Point annotation dataset records
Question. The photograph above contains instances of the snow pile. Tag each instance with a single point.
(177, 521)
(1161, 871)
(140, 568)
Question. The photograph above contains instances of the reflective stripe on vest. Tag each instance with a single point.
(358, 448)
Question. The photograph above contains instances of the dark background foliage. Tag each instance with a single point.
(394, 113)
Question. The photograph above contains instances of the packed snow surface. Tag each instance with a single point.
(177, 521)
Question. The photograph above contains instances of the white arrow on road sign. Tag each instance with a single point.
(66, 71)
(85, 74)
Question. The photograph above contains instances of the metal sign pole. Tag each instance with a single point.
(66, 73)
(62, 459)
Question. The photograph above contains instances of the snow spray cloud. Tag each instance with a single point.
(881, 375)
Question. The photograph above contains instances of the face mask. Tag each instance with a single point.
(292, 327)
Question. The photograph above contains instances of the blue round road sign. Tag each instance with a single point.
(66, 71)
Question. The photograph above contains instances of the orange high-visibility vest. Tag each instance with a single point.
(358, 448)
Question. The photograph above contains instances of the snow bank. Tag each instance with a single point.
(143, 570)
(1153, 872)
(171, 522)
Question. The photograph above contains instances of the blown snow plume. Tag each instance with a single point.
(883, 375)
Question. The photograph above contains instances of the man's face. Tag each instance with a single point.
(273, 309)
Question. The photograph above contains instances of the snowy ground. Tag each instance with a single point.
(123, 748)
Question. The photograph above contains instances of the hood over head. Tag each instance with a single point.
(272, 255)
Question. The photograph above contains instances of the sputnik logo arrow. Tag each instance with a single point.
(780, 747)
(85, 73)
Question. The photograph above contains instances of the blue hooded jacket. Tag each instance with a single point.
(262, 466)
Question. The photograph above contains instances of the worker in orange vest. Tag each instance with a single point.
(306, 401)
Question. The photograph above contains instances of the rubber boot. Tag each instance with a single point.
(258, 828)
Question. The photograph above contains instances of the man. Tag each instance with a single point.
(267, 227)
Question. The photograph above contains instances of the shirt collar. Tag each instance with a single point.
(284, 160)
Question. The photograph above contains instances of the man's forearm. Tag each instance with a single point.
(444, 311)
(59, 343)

**WORK INSTRUCTIONS:** Rewrite the lines from the one containing "Question. The photograph above contains instances of the shirt" through the end of the records, changing "Tag" to "Mark" and leaving everything else the same.

**OUTPUT OF THE EXERCISE:**
Question. The photograph above contains instances of the shirt collar. Mark each instance with a single point.
(284, 160)
Question. The photograph above contains instances of the man's forearm. Mark each instance with a single point.
(444, 311)
(59, 343)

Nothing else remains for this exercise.